Stored records:
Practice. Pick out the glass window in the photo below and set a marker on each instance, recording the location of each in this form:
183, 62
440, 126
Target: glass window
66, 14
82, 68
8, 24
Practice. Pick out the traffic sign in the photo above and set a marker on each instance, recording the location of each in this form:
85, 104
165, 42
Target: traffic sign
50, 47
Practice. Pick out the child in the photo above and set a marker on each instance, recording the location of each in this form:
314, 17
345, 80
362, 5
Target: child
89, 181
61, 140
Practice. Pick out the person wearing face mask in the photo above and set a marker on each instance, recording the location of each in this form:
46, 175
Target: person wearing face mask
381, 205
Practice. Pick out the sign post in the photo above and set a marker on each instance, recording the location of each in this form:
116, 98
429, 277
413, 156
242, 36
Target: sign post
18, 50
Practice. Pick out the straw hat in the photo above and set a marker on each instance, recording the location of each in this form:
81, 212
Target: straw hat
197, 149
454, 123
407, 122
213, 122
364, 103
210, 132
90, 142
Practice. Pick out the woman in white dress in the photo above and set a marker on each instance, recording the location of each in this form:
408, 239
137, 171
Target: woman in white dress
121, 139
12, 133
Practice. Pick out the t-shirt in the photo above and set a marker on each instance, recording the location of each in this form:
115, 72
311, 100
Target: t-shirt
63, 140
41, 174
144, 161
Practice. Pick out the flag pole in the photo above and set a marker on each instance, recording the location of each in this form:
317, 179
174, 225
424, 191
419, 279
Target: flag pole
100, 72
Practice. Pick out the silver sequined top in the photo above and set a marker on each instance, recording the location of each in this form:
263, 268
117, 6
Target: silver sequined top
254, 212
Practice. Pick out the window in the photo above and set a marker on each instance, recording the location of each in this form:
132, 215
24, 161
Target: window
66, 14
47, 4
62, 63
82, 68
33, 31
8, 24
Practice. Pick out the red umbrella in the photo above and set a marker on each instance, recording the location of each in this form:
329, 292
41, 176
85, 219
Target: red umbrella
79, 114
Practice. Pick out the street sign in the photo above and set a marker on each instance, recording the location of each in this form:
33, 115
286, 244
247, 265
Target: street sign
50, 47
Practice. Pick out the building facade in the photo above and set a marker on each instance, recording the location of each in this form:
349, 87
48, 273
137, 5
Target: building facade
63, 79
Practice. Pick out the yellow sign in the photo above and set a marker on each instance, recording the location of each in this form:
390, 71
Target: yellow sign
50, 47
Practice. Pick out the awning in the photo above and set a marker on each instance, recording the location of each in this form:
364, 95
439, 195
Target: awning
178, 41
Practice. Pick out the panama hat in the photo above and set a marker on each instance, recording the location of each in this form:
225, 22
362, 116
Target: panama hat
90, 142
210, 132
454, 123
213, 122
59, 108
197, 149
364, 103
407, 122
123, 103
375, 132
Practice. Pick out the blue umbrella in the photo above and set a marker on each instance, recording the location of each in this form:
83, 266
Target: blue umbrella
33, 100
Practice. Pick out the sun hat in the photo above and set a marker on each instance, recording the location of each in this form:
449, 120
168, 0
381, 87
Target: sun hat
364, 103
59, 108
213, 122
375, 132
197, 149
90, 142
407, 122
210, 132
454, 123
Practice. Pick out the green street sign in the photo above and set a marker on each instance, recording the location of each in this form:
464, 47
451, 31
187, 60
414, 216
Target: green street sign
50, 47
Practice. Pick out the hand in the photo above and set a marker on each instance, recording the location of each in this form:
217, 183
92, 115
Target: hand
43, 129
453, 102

Exercise aim:
Word for word, write out all of the data above.

Final result:
Practice. Pick out the glass window in the photo below and set a marker on each instance, recording the location of each in this form:
183, 62
440, 126
Target: glass window
66, 14
82, 68
8, 24
Practice. Pick out the traffic sign in the photo above and set a marker on each instance, recording the location of each in this form:
85, 104
165, 42
Target: traffic sign
50, 47
Practice. Pick out the child in the photo above and set a marker on each instance, recording the location of each in this form:
314, 17
345, 80
362, 5
Target: child
89, 181
61, 140
Practice. Pick out the person wearing face mask in the photo above and set a marker on each instance, recording the location of each in this form:
46, 175
Target: person wearing face mask
381, 205
Practice. Pick out the sign post in the photo above and set a marker on each instance, recording the location of each in this form:
116, 98
429, 277
413, 156
242, 36
Target: sign post
18, 50
Practice. Pick out the straw hat in the photo above and set a marker on each instance, recording the location of each in this form:
81, 212
Target: straw hat
197, 149
454, 123
407, 122
213, 122
364, 103
210, 132
90, 142
Practice. Pick out the woman in white dress in the photo above and set a marker on each instance, recording the location of each in this form:
408, 239
137, 171
Target: woman in white dress
121, 139
12, 133
Practice. Pick out the t-shirt in the photo above and set a marker on each instance, recording the location of each in this form:
115, 72
311, 100
Target: t-shirt
63, 140
41, 174
144, 161
Practice. Pick out the flag pole in the photo above and set a marker on each instance, recording the location of each in this form:
317, 179
174, 225
424, 191
419, 279
Target: flag pole
100, 72
Practice. Pick out the silver sequined top in the photo above and set a marker on each instance, recording the location of each in this form:
263, 268
117, 6
Target: silver sequined top
254, 212
Practice. Pick out the window in the photo above and set a marker on each instance, recording the location of each in this form:
132, 215
24, 161
Target: window
66, 14
47, 4
62, 63
82, 68
33, 31
8, 24
Practice. Pick out the red umbrella in the photo above and set a marker on each instance, recording the location of each in this form:
329, 292
41, 176
85, 219
Target: red umbrella
79, 114
Practice. Pick out the street sign in the photo above and set a marker on each instance, recording the location of each in this form:
33, 115
286, 244
247, 265
Target: street sign
50, 47
Practice. Pick out the building facade in the photo above and set a marker on each instance, recording the location of each in this form:
349, 87
48, 273
137, 5
Target: building facade
63, 79
Practice. Pick out the yellow sign in the photo above and set a marker on each instance, recording the location of each in this form:
390, 71
Target: yellow sign
50, 47
Practice. Pick out the awning in the photo above and set a marker on each instance, recording the location of each in this form:
364, 95
439, 195
Target: awning
178, 41
Practice. Pick out the panama hat in the photo above and set a marker on each instance, recording the location of each in this form:
225, 22
362, 116
Target: panama hat
90, 142
210, 132
454, 123
213, 122
59, 108
197, 149
364, 103
407, 122
123, 103
375, 132
Practice. Pick out the blue umbrella in the photo above and set a marker on each instance, recording the location of each in this form:
83, 266
Target: blue umbrella
33, 100
Practice. Pick out the sun hat in the photo above and set a marker on each instance, recording the location of each in this form:
449, 120
168, 0
381, 87
Target: sun hat
364, 103
59, 108
213, 122
375, 132
197, 149
90, 142
407, 122
210, 132
454, 123
Practice. Pick out the green street sign in the photo above and set a marker on each instance, recording the location of each in this form:
464, 47
451, 31
187, 60
414, 216
Target: green street sign
50, 47
Practice. Pick out the hand in the photo above and set a marker on each instance, recording the location of each in this form:
217, 183
92, 115
Target: hand
43, 129
453, 102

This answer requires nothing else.